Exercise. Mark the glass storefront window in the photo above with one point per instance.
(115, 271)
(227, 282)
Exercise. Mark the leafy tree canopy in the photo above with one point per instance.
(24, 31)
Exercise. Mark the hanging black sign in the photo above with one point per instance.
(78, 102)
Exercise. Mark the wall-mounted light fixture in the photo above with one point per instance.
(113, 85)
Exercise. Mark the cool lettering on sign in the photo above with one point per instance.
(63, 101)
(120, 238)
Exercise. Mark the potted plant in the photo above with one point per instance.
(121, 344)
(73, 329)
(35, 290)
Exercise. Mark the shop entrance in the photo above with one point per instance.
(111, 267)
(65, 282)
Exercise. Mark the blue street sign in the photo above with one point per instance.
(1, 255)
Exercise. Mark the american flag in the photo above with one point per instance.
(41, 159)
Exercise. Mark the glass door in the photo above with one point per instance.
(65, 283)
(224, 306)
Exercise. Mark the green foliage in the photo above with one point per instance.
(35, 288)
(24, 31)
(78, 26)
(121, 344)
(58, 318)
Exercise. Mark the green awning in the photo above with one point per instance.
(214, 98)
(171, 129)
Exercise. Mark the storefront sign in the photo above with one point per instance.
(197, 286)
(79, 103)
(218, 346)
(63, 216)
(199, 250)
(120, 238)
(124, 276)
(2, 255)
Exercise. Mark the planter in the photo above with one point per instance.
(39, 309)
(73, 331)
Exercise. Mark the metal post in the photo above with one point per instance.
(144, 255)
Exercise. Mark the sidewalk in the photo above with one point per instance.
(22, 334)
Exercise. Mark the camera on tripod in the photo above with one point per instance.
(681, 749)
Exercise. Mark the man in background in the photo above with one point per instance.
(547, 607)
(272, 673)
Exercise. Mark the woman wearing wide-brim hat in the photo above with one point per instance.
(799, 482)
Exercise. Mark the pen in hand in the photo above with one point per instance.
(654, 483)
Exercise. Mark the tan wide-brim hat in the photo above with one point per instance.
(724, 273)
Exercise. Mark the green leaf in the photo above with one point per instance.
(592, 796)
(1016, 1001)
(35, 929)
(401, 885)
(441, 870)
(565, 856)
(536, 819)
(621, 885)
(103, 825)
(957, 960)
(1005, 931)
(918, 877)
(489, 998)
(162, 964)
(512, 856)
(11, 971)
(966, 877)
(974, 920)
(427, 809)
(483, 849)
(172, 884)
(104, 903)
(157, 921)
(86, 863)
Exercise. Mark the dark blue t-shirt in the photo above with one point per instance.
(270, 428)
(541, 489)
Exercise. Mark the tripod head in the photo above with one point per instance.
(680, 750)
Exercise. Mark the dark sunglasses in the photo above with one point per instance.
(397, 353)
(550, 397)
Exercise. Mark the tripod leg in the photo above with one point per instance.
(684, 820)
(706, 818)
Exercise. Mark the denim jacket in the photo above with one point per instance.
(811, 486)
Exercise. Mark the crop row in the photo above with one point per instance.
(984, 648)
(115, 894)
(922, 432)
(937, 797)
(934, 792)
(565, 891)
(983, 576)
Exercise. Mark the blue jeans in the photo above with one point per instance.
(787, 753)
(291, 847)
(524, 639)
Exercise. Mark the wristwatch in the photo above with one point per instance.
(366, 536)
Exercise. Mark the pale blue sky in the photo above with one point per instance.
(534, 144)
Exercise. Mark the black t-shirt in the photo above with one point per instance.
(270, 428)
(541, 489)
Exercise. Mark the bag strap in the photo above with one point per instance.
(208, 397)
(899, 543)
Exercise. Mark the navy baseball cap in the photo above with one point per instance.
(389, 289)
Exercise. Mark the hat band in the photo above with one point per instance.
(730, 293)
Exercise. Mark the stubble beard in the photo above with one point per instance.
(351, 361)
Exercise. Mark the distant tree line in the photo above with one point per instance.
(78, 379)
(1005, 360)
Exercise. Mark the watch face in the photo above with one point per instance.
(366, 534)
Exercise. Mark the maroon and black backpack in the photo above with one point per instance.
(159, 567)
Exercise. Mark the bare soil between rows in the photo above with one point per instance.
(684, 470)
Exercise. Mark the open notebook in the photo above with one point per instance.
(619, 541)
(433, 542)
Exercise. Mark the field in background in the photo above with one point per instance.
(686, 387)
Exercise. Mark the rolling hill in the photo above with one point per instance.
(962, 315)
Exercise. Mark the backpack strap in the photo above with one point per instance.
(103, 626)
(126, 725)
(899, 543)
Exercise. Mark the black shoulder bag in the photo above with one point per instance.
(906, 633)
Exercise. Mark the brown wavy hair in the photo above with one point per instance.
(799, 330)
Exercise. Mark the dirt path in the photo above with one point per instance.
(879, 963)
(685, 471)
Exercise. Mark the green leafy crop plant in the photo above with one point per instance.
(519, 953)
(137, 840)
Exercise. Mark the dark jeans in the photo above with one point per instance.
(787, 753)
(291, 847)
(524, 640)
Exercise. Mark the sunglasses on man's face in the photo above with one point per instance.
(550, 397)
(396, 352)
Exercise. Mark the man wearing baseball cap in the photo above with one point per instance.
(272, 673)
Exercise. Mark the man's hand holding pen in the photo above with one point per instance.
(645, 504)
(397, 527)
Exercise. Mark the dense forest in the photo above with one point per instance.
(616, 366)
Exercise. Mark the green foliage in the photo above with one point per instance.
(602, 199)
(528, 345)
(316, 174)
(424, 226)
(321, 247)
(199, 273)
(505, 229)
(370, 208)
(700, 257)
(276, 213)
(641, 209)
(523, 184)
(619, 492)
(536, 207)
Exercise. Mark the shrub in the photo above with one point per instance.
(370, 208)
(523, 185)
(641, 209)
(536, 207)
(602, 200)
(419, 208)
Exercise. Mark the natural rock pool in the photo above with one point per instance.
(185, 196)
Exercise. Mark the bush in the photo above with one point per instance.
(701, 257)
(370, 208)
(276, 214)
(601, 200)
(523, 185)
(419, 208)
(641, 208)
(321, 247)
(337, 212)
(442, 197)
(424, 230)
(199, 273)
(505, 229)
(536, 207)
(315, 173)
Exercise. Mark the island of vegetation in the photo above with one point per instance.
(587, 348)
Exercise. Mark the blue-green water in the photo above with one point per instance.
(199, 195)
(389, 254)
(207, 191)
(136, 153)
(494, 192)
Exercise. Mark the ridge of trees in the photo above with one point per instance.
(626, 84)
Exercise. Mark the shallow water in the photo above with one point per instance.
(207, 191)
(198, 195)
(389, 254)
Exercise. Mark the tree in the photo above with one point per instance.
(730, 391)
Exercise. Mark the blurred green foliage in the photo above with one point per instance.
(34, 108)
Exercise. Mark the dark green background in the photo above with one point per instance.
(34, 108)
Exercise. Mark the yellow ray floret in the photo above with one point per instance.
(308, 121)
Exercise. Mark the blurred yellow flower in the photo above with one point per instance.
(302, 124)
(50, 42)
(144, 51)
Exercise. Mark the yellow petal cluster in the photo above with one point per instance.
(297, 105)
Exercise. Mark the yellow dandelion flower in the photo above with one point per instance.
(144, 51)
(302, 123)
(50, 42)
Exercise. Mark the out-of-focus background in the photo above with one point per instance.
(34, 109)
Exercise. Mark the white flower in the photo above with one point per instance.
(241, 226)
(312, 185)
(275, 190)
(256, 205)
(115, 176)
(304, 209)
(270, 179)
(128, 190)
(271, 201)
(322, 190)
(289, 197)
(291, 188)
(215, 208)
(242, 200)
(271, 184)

--

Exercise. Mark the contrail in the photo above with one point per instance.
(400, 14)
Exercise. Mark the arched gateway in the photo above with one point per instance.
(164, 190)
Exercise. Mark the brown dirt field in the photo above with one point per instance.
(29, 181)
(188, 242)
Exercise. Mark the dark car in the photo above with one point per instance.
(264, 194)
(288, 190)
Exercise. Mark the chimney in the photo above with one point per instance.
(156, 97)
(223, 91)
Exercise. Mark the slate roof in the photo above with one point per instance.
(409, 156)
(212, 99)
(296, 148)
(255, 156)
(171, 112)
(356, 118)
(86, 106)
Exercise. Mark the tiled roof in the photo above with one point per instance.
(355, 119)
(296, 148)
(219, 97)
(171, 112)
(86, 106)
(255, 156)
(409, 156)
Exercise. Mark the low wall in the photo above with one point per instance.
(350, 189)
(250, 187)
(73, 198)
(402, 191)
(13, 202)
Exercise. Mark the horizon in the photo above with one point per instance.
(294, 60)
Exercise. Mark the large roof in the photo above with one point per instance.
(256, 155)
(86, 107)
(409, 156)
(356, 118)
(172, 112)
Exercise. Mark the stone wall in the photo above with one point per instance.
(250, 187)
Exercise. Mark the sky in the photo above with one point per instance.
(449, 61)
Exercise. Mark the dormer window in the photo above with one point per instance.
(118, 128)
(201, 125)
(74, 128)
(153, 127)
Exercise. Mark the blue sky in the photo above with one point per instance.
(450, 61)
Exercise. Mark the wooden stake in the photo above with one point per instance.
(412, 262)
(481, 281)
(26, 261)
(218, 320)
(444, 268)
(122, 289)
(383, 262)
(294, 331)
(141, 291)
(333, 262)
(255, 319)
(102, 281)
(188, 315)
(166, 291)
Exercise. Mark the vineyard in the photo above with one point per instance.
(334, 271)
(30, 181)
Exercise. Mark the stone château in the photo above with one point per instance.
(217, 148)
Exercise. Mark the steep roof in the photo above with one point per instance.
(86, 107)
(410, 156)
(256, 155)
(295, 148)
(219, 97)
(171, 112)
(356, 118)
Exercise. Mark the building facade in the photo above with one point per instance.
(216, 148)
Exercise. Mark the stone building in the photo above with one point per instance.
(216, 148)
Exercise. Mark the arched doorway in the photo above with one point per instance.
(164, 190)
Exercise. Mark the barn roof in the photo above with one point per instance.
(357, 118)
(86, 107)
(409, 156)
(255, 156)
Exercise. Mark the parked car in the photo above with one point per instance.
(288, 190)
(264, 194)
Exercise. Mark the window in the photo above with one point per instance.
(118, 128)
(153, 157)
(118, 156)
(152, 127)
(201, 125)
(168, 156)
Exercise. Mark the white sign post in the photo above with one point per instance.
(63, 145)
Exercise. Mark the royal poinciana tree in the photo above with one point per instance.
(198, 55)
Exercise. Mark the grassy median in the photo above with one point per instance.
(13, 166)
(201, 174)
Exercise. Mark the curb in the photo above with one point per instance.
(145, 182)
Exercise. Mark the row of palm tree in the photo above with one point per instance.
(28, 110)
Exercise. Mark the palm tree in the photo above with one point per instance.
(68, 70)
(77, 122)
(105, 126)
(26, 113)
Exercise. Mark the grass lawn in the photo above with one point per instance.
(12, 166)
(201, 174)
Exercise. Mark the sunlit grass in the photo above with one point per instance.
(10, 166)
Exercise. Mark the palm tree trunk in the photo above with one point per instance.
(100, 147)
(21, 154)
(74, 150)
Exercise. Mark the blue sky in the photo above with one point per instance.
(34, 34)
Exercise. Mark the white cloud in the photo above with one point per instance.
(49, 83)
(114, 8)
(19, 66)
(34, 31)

--

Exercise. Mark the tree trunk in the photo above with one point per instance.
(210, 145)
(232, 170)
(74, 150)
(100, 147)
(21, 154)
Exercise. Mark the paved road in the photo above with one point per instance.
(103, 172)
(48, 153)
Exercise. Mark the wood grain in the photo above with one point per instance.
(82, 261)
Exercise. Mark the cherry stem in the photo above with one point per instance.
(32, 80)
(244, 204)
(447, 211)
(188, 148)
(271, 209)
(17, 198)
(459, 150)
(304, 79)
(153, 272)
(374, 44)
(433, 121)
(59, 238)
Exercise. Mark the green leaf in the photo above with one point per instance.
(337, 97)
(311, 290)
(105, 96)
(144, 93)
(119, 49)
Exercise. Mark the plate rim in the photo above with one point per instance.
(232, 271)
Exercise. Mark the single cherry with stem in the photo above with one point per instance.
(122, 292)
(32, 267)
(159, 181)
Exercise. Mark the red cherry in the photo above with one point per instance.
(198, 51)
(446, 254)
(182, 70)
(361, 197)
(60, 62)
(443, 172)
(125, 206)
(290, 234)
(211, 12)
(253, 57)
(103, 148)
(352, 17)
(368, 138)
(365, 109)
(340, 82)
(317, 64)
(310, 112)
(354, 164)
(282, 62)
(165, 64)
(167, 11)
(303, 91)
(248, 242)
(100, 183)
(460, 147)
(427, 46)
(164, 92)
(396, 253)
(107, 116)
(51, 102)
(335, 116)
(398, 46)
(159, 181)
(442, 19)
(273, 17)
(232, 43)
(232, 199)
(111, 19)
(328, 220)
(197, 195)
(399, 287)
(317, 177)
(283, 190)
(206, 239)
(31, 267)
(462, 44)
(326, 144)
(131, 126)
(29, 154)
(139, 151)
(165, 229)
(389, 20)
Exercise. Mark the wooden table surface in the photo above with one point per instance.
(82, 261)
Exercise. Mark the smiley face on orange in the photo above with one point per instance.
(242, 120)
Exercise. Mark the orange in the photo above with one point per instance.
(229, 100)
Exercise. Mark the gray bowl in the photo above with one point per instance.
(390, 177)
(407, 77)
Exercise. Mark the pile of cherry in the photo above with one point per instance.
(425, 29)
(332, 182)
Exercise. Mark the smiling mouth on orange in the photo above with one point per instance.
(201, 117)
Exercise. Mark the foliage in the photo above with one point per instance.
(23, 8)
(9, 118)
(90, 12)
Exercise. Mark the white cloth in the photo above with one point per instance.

● **What needs to be done**
Give back, exactly as written, the stretch from the line with "Exercise. Mark the cherry" through the line with "Exercise. Mark the white cloth", and no other lines from the records above.

● **Answer for the task**
Exercise. Mark the cherry stem in the photo above with one point per instance.
(32, 80)
(244, 204)
(447, 211)
(188, 148)
(271, 209)
(17, 198)
(459, 150)
(304, 79)
(153, 272)
(374, 44)
(433, 121)
(59, 238)
Exercise. Mark the green leaf in the photo above with one point per instance.
(337, 97)
(311, 290)
(105, 96)
(144, 93)
(119, 49)
Exercise. Mark the plate rim in the photo above with one point per instance.
(232, 271)
Exercise. Mark the single cherry with stem in the photo above with one point per instance.
(122, 292)
(32, 267)
(159, 181)
Exercise. Mark the red cherry in the photo above with one point per instance.
(198, 51)
(446, 254)
(182, 70)
(361, 197)
(60, 62)
(443, 172)
(125, 206)
(290, 234)
(211, 12)
(253, 57)
(103, 148)
(352, 17)
(368, 138)
(365, 109)
(340, 82)
(317, 64)
(310, 112)
(354, 164)
(282, 62)
(165, 64)
(167, 11)
(303, 91)
(248, 242)
(100, 183)
(460, 147)
(427, 46)
(164, 92)
(396, 253)
(107, 116)
(51, 102)
(335, 116)
(398, 46)
(159, 181)
(442, 19)
(273, 17)
(232, 43)
(232, 199)
(111, 19)
(328, 220)
(197, 195)
(399, 287)
(317, 177)
(283, 190)
(206, 239)
(31, 267)
(462, 44)
(326, 144)
(131, 126)
(29, 154)
(139, 151)
(165, 229)
(389, 20)
Exercise. Mark the wooden table surface in the photo above with one point per instance.
(82, 261)
Exercise. Mark the smiley face on orange in the photo above with one point per instance.
(242, 120)
Exercise. Mark the orange in the photo above with one point per instance.
(229, 100)
Exercise. Mark the gray bowl in the photo above with one point per instance.
(390, 177)
(407, 77)
Exercise. Mark the pile of cherry in the photo above with one point per instance.
(425, 29)
(332, 182)
Exercise. Mark the smiling mouth on orange in the photo above with one point per instance.
(201, 117)
Exercise. Mark the foliage in the photo above with one point per instance.
(23, 8)
(9, 118)
(90, 12)
Exercise. Mark the white cloth in the photo above with one point per instance.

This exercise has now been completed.